- WHAT THE TASK ASKS -
Extract each line of the records below that contains the string "base", with case taken into account.

### MATERIAL FOR THIS EXERCISE ###

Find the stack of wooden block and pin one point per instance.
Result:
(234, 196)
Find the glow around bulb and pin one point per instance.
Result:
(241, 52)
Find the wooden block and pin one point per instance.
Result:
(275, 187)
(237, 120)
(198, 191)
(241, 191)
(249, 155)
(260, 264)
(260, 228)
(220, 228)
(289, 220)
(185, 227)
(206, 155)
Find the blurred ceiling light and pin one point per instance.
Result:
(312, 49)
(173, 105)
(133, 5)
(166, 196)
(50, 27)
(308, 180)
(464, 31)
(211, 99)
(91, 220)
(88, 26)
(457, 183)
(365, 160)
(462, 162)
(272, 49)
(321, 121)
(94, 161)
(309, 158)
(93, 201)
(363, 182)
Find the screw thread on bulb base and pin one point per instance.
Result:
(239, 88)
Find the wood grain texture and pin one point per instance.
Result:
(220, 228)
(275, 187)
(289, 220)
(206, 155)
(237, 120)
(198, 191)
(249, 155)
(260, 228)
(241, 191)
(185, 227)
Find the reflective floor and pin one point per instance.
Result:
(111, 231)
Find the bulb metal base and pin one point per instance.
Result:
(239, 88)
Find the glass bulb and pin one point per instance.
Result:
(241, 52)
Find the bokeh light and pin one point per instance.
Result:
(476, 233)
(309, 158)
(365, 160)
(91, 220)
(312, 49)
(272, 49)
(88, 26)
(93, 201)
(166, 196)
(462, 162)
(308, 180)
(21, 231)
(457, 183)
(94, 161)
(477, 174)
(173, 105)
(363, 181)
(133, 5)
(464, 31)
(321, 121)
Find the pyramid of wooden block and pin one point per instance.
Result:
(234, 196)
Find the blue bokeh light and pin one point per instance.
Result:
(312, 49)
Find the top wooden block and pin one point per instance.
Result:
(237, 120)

###
### MATERIAL FOR THIS EXERCISE ###

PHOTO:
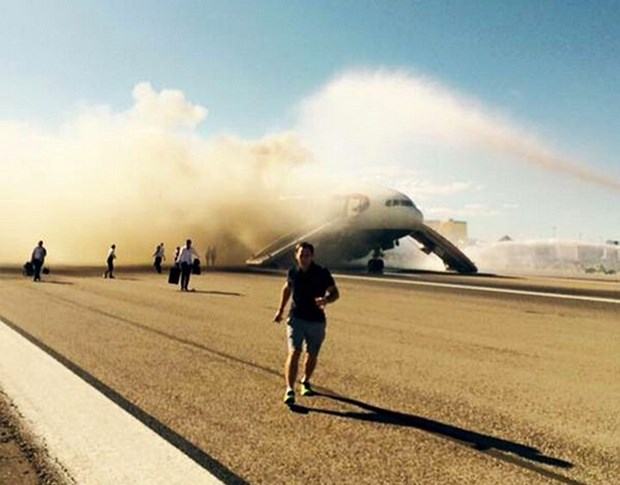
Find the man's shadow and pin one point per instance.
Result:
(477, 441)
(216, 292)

###
### MATERIAL FOR THIS EXERCISE ###

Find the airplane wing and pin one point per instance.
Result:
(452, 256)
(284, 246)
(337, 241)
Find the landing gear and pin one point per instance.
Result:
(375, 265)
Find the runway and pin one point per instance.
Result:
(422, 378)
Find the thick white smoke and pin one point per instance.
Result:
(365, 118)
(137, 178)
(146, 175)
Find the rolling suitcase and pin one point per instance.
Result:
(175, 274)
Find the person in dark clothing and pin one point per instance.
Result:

###

- EXPECTED ANSWER -
Find the screw thread on bulb base and pin one point per instance.
Find the bulb metal base and pin one point per instance.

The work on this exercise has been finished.